Entries shown section start
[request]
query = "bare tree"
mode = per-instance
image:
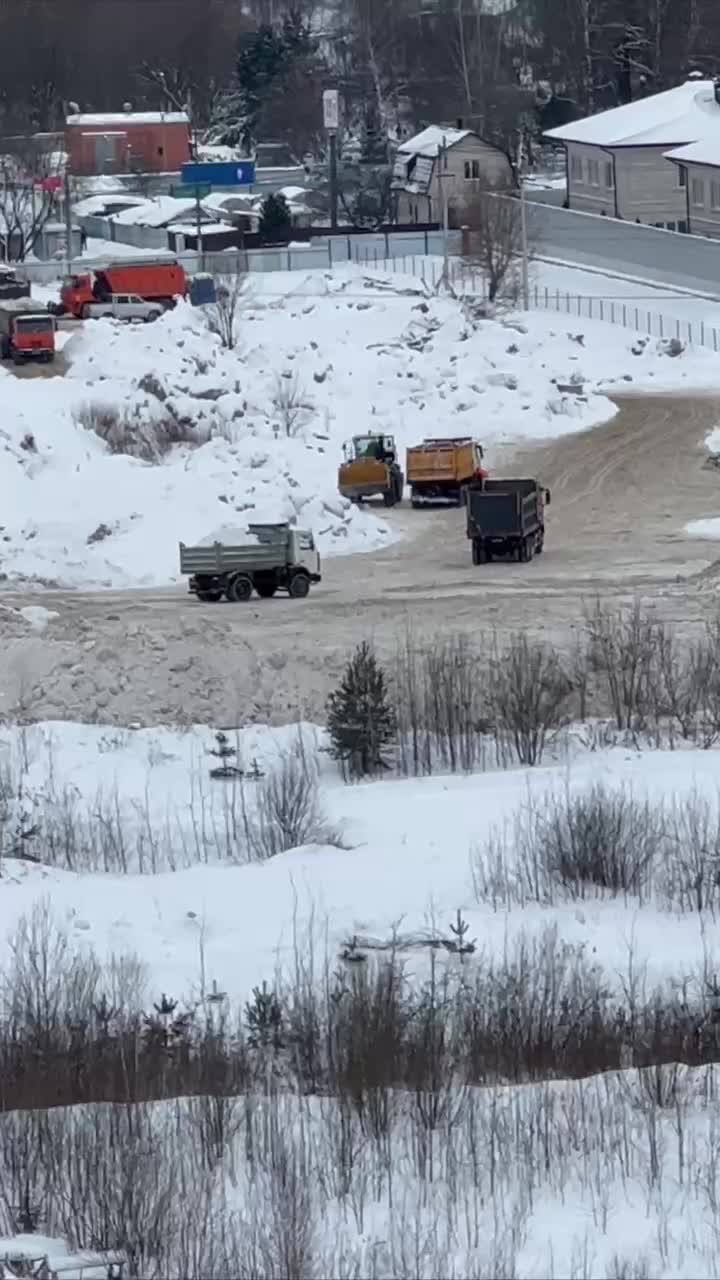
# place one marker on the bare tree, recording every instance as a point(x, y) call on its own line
point(231, 293)
point(28, 187)
point(493, 237)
Entries shown section end
» **What to work on**: Copy out only the lines from the one containing "mode = per-instance" to the end of the entries, unchanged. Drop the pictures.

» **Reply**:
mode = per-instance
image:
# place one marker on the bare tree, recording every instance as a point(x, y) call on its own line
point(231, 293)
point(28, 187)
point(493, 237)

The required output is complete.